QUESTIONS ON THE MATERIAL -
• 1. From the passage on antibiotic resistance in C. difficile, list every amino acid substitution linked to resistance or reduced susceptibility to fidaxomicin.
• 2. In the passage on antibiotic resistance in C. difficile, at which position does the ermB-encoded methyltransferase methylate the adenine of 23S rRNA?

Vancomycin inhibits bacterial cell wall synthesis by binding to the D-Ala-D-Ala dipeptide of the peptidoglycan precursor before cross-linking of adjacent peptidoglycan strands. The in vitro selection of isolates with reduced susceptibility to vancomycin showed the acquisition of a mutation causing a P108L substitution in murG; since MurG converts lipid I to lipid II, a target of vancomycin, it is conceivable that alterations in this pathway might affect the activity of vancomycin (see earlier text; Figure 4). Other mutations found included a stop codon in an RNA/single-stranded DNA exonuclease (CD630_36590), a single amino acid deletion in the sdaB-encoded L-serine dehydrogenase, and a missense mutation causing a D244Y substitution in rpoC, coding for the β´subunit of RNA polymerase. How mutations in murG, sdaB and rpoC and dlt operon contribute to the reduced susceptibility to vancomycin is still unknown [122] (Table 1).

Fidaxomicin blocks an initial step in transcription by RNA polymerase. Binding of the RNA polymerase holoenzyme to a promoter results in the formation of a closed complex, which is isomerized to an open promoter complex through opening of the double-stranded DNA; the melted region, or transcription bubble, extends approximately from positions −12 to +2 relative to the transcription start site [212]. Fidaxomicin inhibits transcription initiation if added before the stable holoenzyme/promoter open complex is formed, in contrast with antibiotics that inhibit RNA elongation such as the rifamycins [212]. In vitro selection for resistance led to the identification of a mutation in the rpoB gene (coding for the β subunit of RNA polymerase) causing the single amino acid substitutions Q1074K or Q1073R [122, 213]. Substitutions in the β´subunit have also been linked to resistance (R337A) or reduced susceptibility to fidaxomicin (two simultaneous substitutions, Q781R and D1127E) [213, 214]. Another mutation associated with reduced susceptibility to fidaxomicin, selected in vitro, is a frameshift mutation in the CD630_22120 gene coding for a homologue of the multidrug resistance-associated transcriptional regulator MarR; the role of this regulatory protein in fidaxomicin resistance is still unclear [122] (Table 2). Resistance to fidaxomicin has only been observed in one isolate with a MIC of 16 mg/L [215], being that usually all isolates are inhibited at concentrations of ≤1 mg/L [146, 199, 216].

5.2. Clindamycin

Clindamycin is one of the antibiotics associated with an increased risk of CDI [177], and resistance to this antibiotic is one of the most common in C. difficile. Clindamycin resistance is often found in >30% of the isolates worldwide and frequent RTs tend to exhibit higher rates of resistance. Furthermore, clindamycin resistance is frequently found in multidrug-resistant isolates in association with resistance to fluoroquinolones and rifampicin [146, 192, 199, 216–219]. Resistance to clindamycin, a lincosamide that inhibits bacterial protein synthesis by binding to the bacterial 23S rRNA, is generally due to the presence of ermB (erythromycin resistance methylase gene). The rRNA adenine N-6-methyltransferase encoded by this gene methylates the adenine at position 2058 of 23S rRN, which prevents binding of the MLS_B (macrolide, lincosamide and streptogramin B) antibiotics. This gene is found in mobile elements, such as the transposons Tn5398, which contains two copies of ermB, Tn6194 and Tn6215. These elements are horizontally transferred between C. difficile strains and also to and from other genera [220]. Even so, there is a significant proportion of clindamycin-resistant C. difficile strains, which are ermB-negative [218]. Recently, a cfr-like gene was found to confer resistance to multiple antibiotics in C. difficile, including clindamycin/erythromycin, linezolid and chloramphenicol/florfenicol. Like ermB, this gene is found in a transposon, Tn6218, and confers resistance through modification of the bacterial 23S rRNA at position A2503 [221, 222].

MATERIAL SUPPLIED -
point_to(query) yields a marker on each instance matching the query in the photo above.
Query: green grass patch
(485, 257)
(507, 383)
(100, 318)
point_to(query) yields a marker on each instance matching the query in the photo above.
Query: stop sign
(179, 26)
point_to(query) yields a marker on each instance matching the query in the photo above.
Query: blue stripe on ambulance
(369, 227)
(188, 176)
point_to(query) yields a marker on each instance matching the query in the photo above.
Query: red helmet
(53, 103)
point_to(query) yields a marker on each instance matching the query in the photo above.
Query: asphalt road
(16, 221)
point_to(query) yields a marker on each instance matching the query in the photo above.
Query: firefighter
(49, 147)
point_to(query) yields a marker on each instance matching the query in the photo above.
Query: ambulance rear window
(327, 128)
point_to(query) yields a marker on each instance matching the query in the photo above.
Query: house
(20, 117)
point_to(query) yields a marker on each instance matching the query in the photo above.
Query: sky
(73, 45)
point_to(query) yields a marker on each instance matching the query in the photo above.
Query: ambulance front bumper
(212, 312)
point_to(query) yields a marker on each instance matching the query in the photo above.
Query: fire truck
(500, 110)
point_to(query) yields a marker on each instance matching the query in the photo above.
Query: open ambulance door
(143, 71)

---

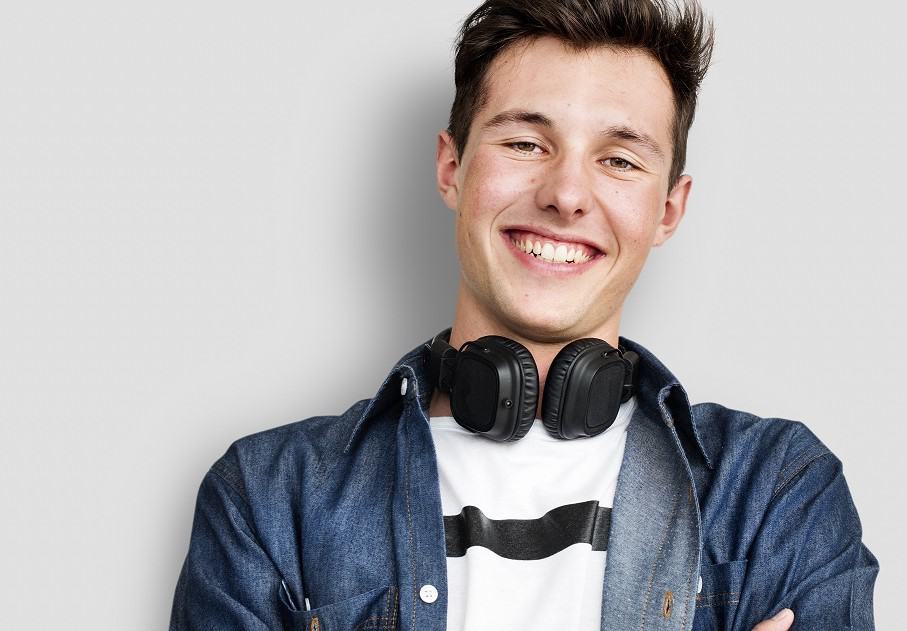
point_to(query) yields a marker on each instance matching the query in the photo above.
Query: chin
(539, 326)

...

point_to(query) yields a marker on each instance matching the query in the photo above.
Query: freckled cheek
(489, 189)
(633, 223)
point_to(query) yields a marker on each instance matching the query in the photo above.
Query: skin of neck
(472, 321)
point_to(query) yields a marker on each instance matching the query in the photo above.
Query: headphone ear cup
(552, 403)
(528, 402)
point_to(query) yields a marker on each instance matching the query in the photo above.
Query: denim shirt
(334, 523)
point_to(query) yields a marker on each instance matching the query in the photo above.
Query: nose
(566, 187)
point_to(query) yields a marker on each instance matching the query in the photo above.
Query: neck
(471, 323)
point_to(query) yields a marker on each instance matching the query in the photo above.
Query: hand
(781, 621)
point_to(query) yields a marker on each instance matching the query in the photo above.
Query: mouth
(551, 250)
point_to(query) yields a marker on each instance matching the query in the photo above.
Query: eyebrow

ANSWER SET -
• 1. Q1074K, Q1073R, R337A, Q781R, D1127E

• 2. Position 2058.